Task A
Transcribe the stretch of the passage on the creative process from "A good starting" through "during the brainstorming.".
Task B
In the passage on the creative process, where was the glass room at Saatchi & Saatchi?

Page excerpt
>>>
What’s your creative process for coming up with an idea from the brief? The first thing I do is to find a nice quiet place to compare ideas. Many agencies have a ‘creative room’ specifically reserved for idea generation. When Julien Chesné and I worked at Saatchi & Saatchi they had a glass room on the top floor of their building that overlooked all of Paris. It’s really a beautiful view and a great place to come up with ideas.
A good starting point for me is to begin by recounting memories, stories and associations – related or unrelated – from my past that pop into my mind as I’m thinking about the product. And then brick by brick my art director and I construct a framework on potential campaign ideas. During this brainstorming time expect to jump quickly from idea to idea, so it’s imperative you jot down notes so you can remember your ideas. Doing so allows you to:
– Reconstruct your idea’s logic in case the client or your creative director asks you where you got the idea from
– Helps you keep track of your good ideas so they aren’t forgotten during the brainstorming.
– Allows you to step away from them and then look at them again in the future with fresh eyes and new information and experiences.
<<<
Referring-expression data:
>>>
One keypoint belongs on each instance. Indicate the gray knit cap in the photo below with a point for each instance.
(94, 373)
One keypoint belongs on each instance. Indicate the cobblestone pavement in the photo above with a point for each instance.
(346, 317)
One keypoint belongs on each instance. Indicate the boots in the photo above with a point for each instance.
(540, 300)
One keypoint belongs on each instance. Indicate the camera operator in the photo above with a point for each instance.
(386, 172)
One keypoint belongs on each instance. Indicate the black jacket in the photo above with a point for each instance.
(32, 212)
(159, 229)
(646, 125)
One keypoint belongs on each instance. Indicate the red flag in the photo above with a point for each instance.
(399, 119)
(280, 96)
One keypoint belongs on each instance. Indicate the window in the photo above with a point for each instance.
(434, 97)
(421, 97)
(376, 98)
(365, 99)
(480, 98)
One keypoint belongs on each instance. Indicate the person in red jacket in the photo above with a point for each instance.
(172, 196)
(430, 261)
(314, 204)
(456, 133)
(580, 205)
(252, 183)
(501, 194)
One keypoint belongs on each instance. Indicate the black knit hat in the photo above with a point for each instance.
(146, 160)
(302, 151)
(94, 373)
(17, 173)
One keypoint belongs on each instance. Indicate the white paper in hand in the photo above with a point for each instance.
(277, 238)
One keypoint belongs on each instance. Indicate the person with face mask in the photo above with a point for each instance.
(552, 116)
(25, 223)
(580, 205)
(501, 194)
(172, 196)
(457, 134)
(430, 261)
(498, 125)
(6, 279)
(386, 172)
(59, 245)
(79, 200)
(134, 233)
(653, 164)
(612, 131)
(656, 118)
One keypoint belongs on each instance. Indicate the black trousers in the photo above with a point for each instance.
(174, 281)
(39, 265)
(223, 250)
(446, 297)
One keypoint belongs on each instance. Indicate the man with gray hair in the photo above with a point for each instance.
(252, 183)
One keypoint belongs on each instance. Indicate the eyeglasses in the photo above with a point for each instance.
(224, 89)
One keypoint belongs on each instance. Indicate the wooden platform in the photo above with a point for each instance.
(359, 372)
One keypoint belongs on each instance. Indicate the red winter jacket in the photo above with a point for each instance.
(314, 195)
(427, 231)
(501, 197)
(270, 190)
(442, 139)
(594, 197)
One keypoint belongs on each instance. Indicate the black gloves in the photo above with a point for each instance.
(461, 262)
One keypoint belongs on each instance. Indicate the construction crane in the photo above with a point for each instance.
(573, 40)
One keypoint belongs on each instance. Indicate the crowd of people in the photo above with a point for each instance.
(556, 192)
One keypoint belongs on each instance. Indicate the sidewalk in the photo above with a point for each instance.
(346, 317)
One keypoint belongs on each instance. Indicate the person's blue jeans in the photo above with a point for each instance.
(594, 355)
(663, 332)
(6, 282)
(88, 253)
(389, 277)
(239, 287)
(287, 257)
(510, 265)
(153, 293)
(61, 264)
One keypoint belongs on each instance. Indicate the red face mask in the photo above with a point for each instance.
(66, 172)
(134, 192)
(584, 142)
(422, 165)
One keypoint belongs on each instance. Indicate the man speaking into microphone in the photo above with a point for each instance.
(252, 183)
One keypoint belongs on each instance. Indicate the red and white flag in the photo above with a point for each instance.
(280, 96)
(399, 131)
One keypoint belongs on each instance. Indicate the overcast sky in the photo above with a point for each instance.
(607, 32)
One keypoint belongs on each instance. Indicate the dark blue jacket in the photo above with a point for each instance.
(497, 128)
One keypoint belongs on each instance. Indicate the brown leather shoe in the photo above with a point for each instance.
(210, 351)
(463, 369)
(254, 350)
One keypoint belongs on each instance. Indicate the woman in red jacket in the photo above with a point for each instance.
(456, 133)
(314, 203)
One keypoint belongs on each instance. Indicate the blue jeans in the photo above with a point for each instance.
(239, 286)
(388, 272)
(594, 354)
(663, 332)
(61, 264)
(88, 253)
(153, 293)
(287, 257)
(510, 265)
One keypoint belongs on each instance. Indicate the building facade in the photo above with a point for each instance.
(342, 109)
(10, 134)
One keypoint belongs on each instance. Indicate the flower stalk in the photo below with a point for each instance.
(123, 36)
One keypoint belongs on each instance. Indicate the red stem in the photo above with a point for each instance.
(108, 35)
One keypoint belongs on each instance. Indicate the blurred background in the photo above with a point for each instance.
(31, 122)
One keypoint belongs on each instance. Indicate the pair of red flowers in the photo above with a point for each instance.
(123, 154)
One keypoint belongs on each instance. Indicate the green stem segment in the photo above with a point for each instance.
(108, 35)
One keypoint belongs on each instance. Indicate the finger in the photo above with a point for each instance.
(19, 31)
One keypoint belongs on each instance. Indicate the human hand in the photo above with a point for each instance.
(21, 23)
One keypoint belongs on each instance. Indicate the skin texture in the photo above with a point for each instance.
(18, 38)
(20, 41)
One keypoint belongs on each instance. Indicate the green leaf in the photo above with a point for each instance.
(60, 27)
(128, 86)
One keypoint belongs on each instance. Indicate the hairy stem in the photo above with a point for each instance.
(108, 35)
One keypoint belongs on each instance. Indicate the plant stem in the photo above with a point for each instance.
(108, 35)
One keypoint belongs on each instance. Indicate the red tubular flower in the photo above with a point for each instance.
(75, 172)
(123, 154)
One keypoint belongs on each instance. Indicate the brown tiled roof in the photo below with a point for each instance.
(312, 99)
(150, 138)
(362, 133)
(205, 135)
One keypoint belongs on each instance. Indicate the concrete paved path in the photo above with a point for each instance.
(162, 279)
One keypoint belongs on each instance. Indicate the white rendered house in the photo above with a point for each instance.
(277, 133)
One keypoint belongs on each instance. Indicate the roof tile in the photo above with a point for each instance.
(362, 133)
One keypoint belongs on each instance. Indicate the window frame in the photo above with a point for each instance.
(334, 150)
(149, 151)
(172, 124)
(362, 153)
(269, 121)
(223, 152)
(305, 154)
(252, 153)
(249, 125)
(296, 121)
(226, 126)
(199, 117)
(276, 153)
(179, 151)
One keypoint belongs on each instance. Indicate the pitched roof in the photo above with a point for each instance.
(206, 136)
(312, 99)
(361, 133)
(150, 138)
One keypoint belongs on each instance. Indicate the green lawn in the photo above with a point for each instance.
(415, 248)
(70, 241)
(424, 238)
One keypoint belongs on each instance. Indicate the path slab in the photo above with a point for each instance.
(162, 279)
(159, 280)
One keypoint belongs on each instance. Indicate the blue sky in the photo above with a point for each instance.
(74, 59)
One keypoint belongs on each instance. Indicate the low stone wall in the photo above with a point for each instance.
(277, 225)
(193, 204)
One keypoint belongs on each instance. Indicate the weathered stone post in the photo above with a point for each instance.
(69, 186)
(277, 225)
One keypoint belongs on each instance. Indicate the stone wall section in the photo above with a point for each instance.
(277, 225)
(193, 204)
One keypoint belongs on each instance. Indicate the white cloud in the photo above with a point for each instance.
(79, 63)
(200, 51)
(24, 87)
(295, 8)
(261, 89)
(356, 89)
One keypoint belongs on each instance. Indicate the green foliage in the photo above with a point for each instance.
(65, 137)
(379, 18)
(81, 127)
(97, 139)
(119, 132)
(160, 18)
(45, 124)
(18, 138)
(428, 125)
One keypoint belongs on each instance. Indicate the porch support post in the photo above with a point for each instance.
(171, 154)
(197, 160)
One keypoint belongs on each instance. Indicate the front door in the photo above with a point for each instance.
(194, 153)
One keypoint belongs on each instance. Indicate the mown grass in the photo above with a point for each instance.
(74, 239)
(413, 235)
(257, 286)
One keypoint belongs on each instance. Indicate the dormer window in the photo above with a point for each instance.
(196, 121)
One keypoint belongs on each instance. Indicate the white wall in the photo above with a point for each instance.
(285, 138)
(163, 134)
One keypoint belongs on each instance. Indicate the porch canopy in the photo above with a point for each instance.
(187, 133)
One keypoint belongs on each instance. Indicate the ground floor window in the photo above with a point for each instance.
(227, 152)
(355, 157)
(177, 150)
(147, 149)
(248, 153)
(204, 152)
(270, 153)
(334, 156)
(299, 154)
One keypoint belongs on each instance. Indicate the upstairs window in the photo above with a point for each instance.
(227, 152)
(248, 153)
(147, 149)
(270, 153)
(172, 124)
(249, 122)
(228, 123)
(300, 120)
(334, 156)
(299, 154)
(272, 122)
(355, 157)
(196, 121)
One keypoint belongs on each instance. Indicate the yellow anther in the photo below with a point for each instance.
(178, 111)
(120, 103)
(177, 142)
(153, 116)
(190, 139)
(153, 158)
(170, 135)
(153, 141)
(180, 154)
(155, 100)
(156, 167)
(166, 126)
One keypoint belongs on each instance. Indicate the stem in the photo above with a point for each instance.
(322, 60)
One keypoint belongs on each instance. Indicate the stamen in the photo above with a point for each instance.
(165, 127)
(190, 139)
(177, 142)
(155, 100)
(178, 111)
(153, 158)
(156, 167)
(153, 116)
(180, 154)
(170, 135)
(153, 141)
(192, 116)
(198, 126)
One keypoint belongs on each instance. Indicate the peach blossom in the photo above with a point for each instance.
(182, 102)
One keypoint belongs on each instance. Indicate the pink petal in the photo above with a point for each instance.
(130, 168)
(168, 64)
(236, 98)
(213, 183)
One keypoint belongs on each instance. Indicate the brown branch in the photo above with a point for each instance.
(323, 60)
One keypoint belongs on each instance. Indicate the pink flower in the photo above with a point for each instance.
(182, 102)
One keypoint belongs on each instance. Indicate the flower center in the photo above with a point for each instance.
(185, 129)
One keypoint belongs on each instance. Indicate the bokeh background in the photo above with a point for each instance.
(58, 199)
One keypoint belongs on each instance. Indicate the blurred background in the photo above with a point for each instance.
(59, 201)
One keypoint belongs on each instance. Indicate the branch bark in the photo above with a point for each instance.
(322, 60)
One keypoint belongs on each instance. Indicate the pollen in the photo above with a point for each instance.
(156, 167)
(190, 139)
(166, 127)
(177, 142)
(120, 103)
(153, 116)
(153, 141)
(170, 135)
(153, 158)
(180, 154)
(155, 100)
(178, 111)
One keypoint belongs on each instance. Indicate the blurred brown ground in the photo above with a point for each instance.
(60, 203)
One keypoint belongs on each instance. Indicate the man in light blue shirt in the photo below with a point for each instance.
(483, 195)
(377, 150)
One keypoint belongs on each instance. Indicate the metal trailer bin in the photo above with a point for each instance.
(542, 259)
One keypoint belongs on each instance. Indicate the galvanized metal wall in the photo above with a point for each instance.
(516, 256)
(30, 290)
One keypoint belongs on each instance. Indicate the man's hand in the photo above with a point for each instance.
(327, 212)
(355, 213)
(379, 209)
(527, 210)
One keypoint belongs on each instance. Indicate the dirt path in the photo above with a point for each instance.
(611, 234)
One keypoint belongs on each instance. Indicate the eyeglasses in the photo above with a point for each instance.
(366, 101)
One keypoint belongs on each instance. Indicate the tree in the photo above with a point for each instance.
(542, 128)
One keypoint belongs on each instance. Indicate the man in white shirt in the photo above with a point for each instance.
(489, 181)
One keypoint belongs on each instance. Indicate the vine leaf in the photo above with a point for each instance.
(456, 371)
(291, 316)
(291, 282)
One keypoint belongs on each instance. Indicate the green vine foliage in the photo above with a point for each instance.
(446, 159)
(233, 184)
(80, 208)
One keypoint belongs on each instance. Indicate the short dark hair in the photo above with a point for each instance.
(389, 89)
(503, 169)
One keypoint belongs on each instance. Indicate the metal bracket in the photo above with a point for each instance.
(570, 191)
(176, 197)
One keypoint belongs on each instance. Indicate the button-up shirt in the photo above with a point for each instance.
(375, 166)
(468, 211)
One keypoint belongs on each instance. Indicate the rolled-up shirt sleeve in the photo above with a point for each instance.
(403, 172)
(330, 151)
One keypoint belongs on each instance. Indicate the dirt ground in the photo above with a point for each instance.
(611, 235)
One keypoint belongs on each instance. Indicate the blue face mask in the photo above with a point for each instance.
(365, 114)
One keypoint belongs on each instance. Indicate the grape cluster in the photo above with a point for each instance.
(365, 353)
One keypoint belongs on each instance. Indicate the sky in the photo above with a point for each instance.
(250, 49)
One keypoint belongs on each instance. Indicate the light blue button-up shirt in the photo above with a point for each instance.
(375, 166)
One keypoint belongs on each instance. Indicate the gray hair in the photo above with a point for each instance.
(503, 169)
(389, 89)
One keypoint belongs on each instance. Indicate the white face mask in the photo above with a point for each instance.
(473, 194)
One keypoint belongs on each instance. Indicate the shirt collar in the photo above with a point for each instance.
<<<
Written solution A
A good starting point for me is to begin by recounting memories, stories and associations – related or unrelated – from my past that pop into my mind as I’m thinking about the product. And then brick by brick my art director and I construct a framework on potential campaign ideas. During this brainstorming time expect to jump quickly from idea to idea, so it’s imperative you jot down notes so you can remember your ideas. Doing so allows you to:
– Reconstruct your idea’s logic in case the client or your creative director asks you where you got the idea from
– Helps you keep track of your good ideas so they aren’t forgotten during the brainstorming.

Written solution B
On the top floor of their building, overlooking all of Paris.